**Work task 1**
In the article on the Norwich COVID testing pilot, which institution carried out the sample analysis?
**Work task 2**
Write the next part of the article on the Norwich COVID testing pilot, picking up after its final sentence.

Norwich pilot project offers local template for asymptomatic testing as Norfolk braces for second wave
Weekly COVID testing has moved a step closer in Norwich thanks to the success of a pilot project on Norwich Research Park, with the region recently seeing an outbreak in Attleborough and readying itself for a second peak in cases this autumn.
Researchers in Norwich have long been making the case for community testing to spot so-called ‘silent spreaders’. The successful conclusion of the pilot project could now be used as a template for establishing local testing sites across the UK, taking advantage of under-utilised regional knowledge and infrastructure.
Launched at the end of July, the pilot project was delivered by the Earlham Institute, the University of East Anglia (UEA), the Norfolk and Norwich University Hospitals, the John Innes Centre, the Quadram Institute and The Sainsbury Laboratory - all based on Norwich Research Park.
Sample analysis was carried out at the Earlham Institute with project management and support from UEA Health and Social Care Partners. Funding for the pilot came from the partners, with support from local charities.

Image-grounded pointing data
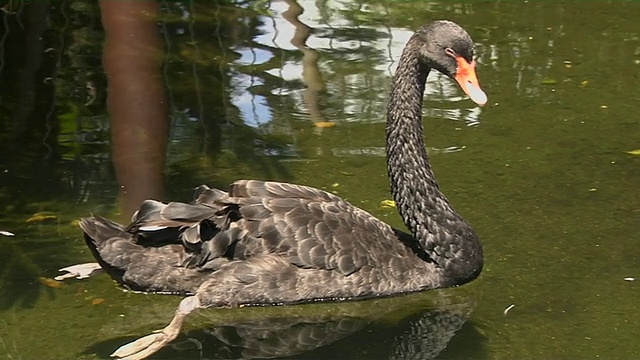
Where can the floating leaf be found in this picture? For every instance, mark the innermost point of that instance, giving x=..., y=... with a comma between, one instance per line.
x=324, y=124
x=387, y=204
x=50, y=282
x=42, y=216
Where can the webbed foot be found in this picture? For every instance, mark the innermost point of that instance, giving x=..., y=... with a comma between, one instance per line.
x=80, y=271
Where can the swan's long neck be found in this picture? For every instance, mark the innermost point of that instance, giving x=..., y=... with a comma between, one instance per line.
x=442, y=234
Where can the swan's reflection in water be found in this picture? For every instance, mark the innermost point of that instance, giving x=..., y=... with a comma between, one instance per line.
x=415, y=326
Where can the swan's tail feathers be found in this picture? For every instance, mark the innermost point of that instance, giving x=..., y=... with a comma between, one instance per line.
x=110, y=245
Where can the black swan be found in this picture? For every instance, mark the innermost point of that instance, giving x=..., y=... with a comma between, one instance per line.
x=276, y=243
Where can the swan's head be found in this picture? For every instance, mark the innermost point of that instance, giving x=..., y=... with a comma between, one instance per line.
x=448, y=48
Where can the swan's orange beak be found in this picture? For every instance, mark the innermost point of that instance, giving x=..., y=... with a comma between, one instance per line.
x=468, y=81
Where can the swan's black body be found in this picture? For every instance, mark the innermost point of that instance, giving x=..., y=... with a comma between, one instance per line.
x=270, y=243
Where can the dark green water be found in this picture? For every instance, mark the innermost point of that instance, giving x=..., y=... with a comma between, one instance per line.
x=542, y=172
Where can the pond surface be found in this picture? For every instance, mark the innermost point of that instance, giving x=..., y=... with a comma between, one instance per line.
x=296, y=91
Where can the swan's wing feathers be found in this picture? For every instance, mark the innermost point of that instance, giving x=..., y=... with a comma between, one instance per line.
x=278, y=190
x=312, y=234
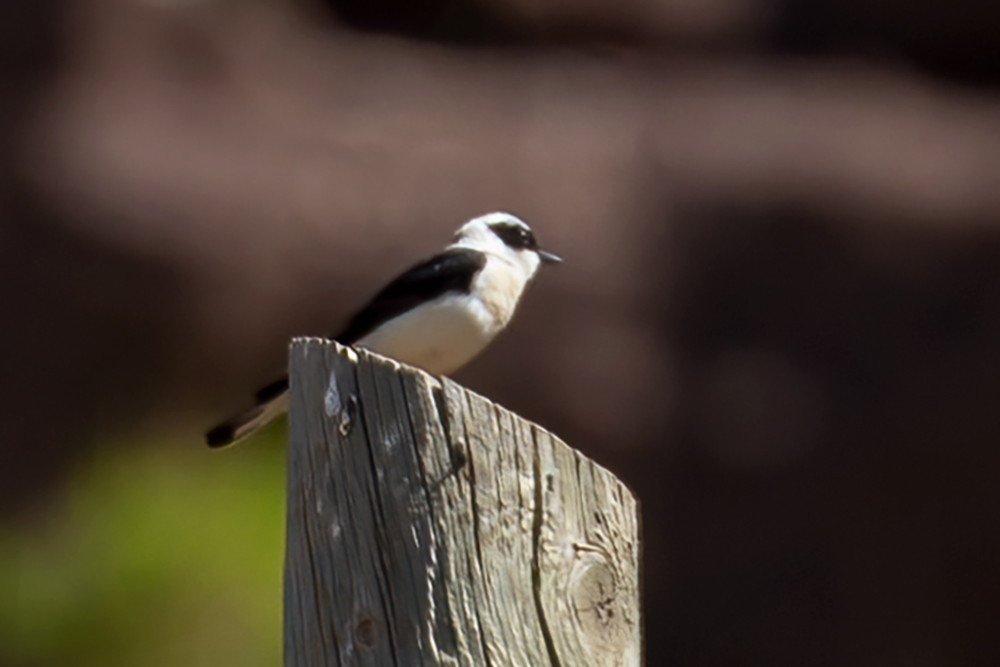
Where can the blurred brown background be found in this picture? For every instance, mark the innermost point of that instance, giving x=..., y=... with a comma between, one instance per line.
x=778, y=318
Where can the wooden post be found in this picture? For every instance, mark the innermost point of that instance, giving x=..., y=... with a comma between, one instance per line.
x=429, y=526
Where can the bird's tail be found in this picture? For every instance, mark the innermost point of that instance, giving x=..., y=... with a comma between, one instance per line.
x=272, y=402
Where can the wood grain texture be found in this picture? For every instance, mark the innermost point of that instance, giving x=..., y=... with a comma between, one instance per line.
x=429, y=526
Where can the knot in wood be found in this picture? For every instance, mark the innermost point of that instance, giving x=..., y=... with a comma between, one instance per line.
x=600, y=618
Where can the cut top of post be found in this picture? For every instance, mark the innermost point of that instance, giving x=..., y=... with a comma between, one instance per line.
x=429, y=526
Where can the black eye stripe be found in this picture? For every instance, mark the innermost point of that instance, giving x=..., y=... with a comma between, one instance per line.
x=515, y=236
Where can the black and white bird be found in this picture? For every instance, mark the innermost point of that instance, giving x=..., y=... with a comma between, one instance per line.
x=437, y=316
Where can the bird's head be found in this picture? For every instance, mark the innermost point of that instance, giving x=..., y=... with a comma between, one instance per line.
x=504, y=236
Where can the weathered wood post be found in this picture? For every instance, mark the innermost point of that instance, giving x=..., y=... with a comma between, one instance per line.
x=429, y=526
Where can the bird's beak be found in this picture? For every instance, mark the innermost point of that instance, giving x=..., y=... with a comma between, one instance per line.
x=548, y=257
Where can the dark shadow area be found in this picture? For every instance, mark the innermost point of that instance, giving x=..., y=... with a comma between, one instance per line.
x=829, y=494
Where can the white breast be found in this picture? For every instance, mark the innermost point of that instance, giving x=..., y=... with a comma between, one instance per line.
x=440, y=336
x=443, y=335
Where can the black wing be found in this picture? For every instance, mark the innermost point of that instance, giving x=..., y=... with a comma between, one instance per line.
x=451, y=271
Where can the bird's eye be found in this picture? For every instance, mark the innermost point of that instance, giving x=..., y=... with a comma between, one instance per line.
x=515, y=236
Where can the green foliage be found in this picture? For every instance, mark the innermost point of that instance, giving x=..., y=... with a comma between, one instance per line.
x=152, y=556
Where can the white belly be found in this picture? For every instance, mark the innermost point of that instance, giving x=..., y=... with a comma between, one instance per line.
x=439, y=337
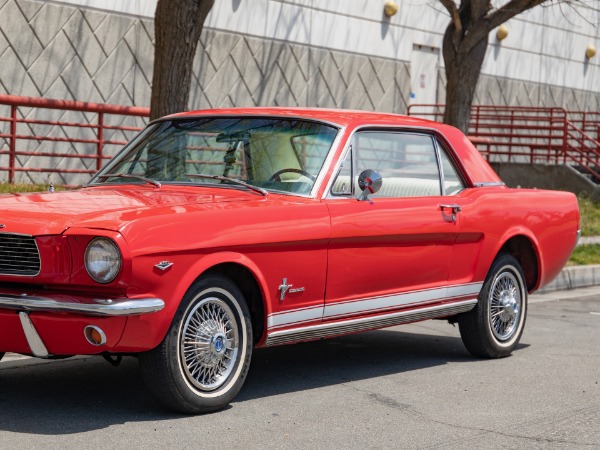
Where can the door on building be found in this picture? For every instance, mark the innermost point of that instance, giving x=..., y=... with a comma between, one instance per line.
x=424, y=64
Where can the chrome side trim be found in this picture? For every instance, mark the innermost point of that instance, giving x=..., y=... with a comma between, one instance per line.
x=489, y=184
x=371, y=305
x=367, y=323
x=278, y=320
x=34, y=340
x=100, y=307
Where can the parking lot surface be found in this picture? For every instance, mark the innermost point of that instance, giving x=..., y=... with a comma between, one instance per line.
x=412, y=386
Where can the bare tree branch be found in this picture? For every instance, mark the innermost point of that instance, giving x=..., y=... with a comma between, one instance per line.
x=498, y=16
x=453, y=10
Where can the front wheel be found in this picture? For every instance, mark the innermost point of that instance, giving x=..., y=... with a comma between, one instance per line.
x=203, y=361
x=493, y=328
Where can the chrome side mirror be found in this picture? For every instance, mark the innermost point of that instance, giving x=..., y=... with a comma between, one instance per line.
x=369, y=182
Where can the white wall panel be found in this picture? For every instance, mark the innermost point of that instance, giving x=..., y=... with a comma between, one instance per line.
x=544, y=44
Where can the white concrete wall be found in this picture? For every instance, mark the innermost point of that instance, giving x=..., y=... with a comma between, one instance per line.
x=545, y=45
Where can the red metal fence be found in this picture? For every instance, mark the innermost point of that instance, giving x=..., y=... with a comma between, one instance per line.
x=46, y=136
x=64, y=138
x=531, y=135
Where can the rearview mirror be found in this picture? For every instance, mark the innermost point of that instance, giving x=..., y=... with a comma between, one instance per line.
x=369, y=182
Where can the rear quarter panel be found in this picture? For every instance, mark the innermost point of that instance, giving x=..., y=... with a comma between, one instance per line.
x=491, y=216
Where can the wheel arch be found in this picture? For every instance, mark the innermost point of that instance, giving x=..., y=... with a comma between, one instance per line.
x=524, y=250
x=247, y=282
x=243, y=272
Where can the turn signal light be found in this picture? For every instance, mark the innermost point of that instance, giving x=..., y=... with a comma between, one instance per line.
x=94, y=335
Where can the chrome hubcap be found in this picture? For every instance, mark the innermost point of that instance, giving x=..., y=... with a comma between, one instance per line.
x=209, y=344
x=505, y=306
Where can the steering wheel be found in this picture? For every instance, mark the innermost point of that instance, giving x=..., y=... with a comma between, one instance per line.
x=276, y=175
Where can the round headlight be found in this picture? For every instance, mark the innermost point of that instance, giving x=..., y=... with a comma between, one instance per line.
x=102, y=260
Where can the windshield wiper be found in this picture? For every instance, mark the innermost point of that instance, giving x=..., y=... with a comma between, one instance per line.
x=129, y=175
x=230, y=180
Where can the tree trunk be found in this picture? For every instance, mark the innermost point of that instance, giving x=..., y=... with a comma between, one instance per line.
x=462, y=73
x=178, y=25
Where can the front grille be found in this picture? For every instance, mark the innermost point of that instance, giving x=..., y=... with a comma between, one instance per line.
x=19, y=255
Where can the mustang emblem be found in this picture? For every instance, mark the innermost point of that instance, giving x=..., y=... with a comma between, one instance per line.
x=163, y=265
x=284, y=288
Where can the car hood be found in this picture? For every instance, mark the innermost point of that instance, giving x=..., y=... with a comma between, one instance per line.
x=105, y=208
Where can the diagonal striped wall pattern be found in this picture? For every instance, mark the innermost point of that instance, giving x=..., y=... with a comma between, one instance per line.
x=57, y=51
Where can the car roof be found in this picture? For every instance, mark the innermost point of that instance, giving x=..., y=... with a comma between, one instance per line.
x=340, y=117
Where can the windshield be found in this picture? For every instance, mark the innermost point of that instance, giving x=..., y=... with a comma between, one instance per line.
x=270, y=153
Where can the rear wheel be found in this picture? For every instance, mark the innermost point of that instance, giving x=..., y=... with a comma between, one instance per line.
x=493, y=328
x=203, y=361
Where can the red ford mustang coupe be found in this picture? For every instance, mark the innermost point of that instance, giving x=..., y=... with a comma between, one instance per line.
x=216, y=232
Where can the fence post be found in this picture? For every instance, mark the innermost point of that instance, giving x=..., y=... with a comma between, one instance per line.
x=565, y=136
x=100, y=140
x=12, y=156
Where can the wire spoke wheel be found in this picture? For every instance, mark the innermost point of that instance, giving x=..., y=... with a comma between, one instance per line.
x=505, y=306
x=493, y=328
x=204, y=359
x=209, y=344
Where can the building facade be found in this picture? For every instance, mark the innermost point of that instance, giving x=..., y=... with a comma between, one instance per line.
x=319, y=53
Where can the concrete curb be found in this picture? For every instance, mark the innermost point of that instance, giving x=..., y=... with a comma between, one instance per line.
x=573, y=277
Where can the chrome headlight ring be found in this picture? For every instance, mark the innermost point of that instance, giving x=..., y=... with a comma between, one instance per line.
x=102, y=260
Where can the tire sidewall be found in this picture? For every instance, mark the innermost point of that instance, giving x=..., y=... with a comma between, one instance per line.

**Response 1**
The Earlham Institute.

**Response 2**
The pilot study carried out more than 3,000 tests from around 800 Norwich Research Park staff and students, with each participant asked to self-administer nose and throat swabs twice a week from their homes. Samples were dropped off at dedicated collection points on the Park and analysed in secure facilities at the Earlham Institute.
Around 85 per cent of participants returned all four samples for testing, with 8 per cent returning three, 5 per cent returning two and just 2 per cent returning a single sample. The majority of samples were processed within 24 hours, with the fastest results returned to participants 9 hours after dropping their sample off. No positive samples were detected during the study.
The feasibility study was designed to stress test the logistics and efficiency of community testing and provide a platform for validating new testing approaches. The team leading the pilot hope it can now get the funding and Government backing to be scaled up to provide real-time information on the local impact of lifting lockdown measures, helping to quickly identify new outbreaks and once again flatten the curve of any second peak in cases.
Professor Neil Hall, Director of the Earlham Institute and one of the architects of the initiative, said: “We need to stop playing catch-up with coronavirus. So-called ‘silent spreaders’ appear to be the norm, rather than the exception, which means the current approach to testing is woefully underpowered to prevent a second wave.
“We’ve reached a point in the UK where testing has been radically scaled up, cheaper and quicker tests are being developed, and labs across the country are in a position to contribute to the national effort. If we can source funding and get the support from Government to roll out community testing here, it provides a template which could be shared and replicated in other towns and cities across the UK - not to mention future pandemics.”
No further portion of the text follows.